About this task ▸ Your task is to copy every line of the entries that holds the word "tool".
"""
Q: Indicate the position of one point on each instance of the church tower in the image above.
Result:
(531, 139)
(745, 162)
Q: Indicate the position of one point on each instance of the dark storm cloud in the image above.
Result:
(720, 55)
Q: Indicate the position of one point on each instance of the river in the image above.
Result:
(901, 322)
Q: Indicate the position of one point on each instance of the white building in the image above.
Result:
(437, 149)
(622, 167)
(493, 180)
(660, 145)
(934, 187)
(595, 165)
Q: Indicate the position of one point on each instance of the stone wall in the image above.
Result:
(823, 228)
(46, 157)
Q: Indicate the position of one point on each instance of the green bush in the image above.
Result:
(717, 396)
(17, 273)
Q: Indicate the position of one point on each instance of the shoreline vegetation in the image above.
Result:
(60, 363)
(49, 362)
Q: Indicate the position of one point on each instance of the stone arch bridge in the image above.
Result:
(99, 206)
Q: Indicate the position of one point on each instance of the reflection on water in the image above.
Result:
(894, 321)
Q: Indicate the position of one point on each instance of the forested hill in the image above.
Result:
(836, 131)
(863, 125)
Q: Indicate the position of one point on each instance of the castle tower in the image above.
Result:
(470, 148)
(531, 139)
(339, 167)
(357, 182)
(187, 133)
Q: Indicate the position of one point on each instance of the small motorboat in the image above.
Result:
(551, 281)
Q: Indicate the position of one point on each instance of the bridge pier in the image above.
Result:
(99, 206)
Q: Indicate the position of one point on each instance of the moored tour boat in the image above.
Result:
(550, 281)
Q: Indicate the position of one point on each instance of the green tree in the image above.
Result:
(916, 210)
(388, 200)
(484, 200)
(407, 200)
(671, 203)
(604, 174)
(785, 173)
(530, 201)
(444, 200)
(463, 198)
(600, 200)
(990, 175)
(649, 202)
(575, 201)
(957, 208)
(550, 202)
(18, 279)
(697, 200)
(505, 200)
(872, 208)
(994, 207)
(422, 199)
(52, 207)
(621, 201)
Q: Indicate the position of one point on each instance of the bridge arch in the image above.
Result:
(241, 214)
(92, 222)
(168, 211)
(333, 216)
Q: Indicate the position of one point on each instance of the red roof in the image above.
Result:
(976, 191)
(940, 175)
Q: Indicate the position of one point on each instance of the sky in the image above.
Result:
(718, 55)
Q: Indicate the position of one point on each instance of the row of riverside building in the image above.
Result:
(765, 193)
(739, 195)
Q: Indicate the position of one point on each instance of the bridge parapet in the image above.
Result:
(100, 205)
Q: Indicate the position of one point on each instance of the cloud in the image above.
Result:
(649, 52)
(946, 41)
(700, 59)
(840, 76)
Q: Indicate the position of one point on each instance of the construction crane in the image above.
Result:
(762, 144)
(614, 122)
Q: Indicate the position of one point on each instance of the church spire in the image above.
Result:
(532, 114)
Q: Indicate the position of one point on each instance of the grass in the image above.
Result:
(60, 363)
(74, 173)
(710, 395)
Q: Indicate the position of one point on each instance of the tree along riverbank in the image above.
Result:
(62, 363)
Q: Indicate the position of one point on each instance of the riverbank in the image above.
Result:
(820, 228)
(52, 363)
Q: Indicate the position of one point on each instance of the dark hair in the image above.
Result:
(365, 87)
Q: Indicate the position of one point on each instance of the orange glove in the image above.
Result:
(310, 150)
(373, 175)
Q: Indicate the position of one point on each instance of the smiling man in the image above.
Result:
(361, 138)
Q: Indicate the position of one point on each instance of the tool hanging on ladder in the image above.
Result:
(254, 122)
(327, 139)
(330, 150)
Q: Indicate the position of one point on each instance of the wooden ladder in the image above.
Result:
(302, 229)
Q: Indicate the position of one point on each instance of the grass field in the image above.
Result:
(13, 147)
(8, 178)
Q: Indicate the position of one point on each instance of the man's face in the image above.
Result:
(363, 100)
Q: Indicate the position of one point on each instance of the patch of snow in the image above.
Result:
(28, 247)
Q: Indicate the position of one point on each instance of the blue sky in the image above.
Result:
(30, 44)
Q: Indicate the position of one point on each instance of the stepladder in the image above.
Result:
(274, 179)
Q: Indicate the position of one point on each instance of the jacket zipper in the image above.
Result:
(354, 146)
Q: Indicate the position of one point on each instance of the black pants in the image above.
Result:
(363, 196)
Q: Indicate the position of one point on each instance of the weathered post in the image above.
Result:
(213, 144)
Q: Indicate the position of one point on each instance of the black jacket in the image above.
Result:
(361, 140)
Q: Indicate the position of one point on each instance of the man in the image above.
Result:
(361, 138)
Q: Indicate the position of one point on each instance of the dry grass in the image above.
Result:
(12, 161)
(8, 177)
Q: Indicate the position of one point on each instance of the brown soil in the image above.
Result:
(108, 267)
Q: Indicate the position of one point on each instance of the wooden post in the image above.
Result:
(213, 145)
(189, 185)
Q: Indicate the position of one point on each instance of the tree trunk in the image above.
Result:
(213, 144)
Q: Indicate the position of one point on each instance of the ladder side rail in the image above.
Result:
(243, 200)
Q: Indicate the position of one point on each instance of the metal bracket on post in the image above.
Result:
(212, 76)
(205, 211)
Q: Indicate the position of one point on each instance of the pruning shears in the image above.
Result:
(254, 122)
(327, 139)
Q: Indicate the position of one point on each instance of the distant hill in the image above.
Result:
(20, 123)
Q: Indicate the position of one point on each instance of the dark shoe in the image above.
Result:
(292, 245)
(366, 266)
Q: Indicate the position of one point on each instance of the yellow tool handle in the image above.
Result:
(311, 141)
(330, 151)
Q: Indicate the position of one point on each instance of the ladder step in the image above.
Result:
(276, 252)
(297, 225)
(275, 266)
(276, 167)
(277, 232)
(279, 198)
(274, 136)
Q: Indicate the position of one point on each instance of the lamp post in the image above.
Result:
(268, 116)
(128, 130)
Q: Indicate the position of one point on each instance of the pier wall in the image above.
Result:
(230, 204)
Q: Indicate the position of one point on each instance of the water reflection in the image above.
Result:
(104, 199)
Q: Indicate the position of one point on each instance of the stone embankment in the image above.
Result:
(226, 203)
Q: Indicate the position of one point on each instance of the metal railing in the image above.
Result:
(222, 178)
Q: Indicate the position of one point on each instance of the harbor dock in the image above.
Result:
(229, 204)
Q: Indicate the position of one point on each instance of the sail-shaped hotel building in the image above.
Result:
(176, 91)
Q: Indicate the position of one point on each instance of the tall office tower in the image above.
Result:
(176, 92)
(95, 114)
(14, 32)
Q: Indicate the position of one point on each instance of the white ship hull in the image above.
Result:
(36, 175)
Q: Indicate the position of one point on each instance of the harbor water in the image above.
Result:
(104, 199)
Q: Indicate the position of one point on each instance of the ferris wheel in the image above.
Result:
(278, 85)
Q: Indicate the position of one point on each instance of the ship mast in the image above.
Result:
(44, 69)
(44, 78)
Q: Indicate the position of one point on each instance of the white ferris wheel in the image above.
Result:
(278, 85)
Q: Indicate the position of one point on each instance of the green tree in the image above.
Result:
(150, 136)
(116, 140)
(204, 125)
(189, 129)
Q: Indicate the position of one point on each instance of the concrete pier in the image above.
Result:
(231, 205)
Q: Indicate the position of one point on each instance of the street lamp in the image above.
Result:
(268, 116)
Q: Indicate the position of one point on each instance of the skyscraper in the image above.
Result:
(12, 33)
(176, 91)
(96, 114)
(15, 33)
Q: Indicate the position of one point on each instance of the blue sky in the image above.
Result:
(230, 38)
"""
Task answer ▸
Q: Indicate the position of one point on each instance of the tool hanging on ladder in the image above.
Q: Indicate the position of one point on each instance of the yellow tool handle in the image above.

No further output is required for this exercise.